TAREFAS:
a - De acordo com o trecho sobre bancos na Europa, onde o banco se instala no segundo caso descrito?
b - Prossiga a redação do trecho sobre bancos na Europa a partir do ponto em que ele termina.

TRECHO:
Imagine o seguinte: em um mesmo lugar, você contrata um financiamento imobiliário, adquire um smartphone e, de quebra, compra tinta para sua impressora.
Você sai dali e segue para uma padaria. Entre um pão na chapa, salada de frutas e um café, saca dinheiro, faz pequenos empréstimos, paga conta de luz e pede um novo cartão de crédito.
Saia da imaginação porque esta realidade já existe — mas ainda é preciso atravessar o oceano e desembarcar na Europa para ver toda esta engrenagem funcionando.
No primeiro exemplo que abre esta reportagem, os serviços são disponibilizados em uma agência bancária. No segundo caso, o banco é que se instala no espaço onde funciona um ponto comercial.

ITENS:
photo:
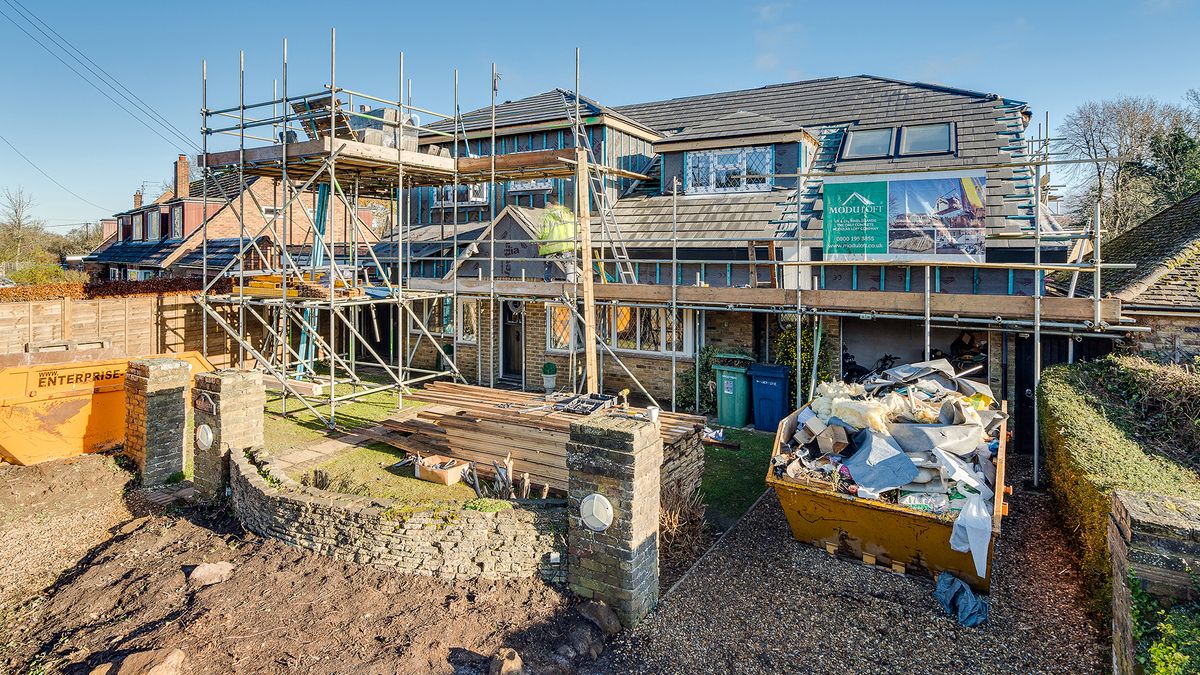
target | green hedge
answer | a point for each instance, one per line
(1092, 416)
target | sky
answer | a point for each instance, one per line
(91, 156)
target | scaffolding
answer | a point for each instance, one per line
(310, 309)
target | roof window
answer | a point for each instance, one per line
(927, 139)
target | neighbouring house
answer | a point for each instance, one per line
(166, 238)
(1163, 291)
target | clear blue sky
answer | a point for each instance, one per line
(1055, 58)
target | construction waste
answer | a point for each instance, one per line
(918, 435)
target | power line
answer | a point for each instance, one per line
(52, 178)
(85, 78)
(63, 42)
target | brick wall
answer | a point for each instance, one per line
(155, 416)
(447, 542)
(618, 459)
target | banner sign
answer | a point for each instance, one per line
(903, 217)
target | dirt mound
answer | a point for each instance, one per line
(51, 514)
(282, 609)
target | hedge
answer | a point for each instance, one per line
(1091, 417)
(166, 286)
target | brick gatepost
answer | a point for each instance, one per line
(621, 459)
(155, 417)
(229, 405)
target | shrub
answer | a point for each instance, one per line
(1090, 423)
(41, 274)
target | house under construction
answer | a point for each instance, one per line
(889, 217)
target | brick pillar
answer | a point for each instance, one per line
(155, 416)
(229, 405)
(621, 459)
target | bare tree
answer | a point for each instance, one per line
(1116, 136)
(21, 233)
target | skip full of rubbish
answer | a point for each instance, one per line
(919, 436)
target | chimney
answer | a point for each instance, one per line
(181, 178)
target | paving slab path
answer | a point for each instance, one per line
(761, 602)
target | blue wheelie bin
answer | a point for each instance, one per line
(768, 390)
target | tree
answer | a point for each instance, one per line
(1173, 167)
(1116, 136)
(22, 236)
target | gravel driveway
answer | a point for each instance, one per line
(761, 602)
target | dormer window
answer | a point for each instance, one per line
(868, 143)
(735, 169)
(468, 195)
(927, 139)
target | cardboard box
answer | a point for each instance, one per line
(425, 470)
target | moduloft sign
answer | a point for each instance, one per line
(936, 216)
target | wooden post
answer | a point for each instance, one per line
(583, 220)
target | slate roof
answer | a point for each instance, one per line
(221, 252)
(145, 254)
(1167, 251)
(733, 125)
(863, 99)
(646, 221)
(546, 106)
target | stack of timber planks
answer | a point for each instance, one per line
(484, 425)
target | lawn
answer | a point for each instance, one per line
(303, 426)
(369, 471)
(733, 479)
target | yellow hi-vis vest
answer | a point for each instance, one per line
(557, 228)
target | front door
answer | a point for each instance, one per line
(513, 344)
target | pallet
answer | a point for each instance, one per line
(484, 425)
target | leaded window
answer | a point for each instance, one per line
(733, 169)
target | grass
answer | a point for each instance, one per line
(369, 471)
(733, 479)
(303, 426)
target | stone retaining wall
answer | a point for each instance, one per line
(451, 543)
(1158, 539)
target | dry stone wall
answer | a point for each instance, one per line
(450, 542)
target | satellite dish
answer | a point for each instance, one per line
(204, 436)
(597, 512)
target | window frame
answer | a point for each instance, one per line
(714, 166)
(460, 311)
(606, 328)
(177, 221)
(154, 225)
(850, 139)
(477, 195)
(443, 330)
(951, 141)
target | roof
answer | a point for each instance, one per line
(742, 123)
(647, 221)
(221, 252)
(541, 107)
(1165, 250)
(858, 99)
(145, 254)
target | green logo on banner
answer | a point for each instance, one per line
(856, 217)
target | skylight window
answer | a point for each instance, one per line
(864, 143)
(927, 139)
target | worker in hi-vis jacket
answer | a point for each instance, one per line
(557, 237)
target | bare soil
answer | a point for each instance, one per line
(283, 609)
(51, 514)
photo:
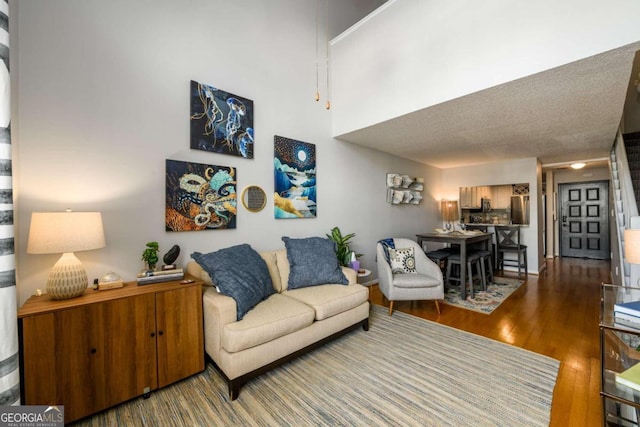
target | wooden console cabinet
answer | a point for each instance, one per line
(106, 347)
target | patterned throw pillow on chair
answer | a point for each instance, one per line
(402, 261)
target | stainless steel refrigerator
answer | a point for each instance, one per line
(520, 209)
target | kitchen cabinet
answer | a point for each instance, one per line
(106, 347)
(501, 197)
(471, 197)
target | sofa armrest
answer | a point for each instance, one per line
(350, 274)
(219, 310)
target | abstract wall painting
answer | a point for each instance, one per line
(295, 178)
(200, 197)
(221, 122)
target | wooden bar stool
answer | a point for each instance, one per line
(473, 260)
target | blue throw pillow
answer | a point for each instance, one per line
(238, 272)
(313, 261)
(386, 245)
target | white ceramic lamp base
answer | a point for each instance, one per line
(67, 278)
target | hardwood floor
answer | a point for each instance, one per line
(555, 314)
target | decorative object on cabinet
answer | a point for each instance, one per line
(150, 255)
(403, 189)
(109, 281)
(200, 197)
(450, 213)
(295, 179)
(115, 345)
(220, 121)
(345, 255)
(66, 233)
(170, 258)
(253, 198)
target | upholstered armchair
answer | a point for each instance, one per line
(424, 284)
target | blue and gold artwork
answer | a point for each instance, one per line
(295, 178)
(200, 197)
(220, 121)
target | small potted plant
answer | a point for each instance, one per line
(345, 255)
(150, 255)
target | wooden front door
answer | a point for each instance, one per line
(584, 220)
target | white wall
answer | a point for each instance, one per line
(101, 99)
(498, 173)
(413, 54)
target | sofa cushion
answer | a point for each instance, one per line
(239, 272)
(277, 316)
(312, 262)
(329, 300)
(402, 260)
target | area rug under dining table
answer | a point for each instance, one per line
(484, 301)
(403, 371)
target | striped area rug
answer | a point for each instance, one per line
(403, 371)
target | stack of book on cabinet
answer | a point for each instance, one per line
(630, 377)
(148, 277)
(627, 314)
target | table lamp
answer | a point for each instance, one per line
(65, 232)
(632, 246)
(450, 212)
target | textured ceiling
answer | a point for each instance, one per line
(560, 115)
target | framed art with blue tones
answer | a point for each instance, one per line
(221, 122)
(200, 197)
(295, 179)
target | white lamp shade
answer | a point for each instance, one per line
(65, 232)
(61, 232)
(632, 246)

RESPOSTAS ESPERADAS:
a - No espaço onde funciona um ponto comercial.

b -
O conceito vem de expressões em inglês: “One Stop Shop” ou “One Stop Market”. Ou seja, a possibilidade de o consumidor conseguir comprar diversos produtos e serviços em um mesmo lugar — tanto no mundo físico quanto no digital.
No varejo, esta realidade é mais palatável com Mercado Livre, Amazon e Magazine Luiza imersas nesta modalidade. O pulo do gato é ver o formato se disseminando pela indústria financeira, mais conservadora, propiciando o que mais fisga o consumidor: conveniência.
A reportagem do InfoMoney conheceu de perto uma unidade do bank99, na Áustria, que disponibiliza esse tipo de serviço. Em vez de agências bancárias, o banco tem lojas de conveniência que vendem de fones de ouvido e celulares a itens de papelaria para o dia a dia; escritórios mais reservados são usados para negociação de produtos financeiros mais complexos, como um financiamento imobiliário.
“A ideia foi trazer praticidade para o cliente que pode comprar um celular dentro da nossa loja e, se quiser, já fazer um empréstimo, por exemplo”, conta Michael Wiedeck, diretor de vendas do bank99.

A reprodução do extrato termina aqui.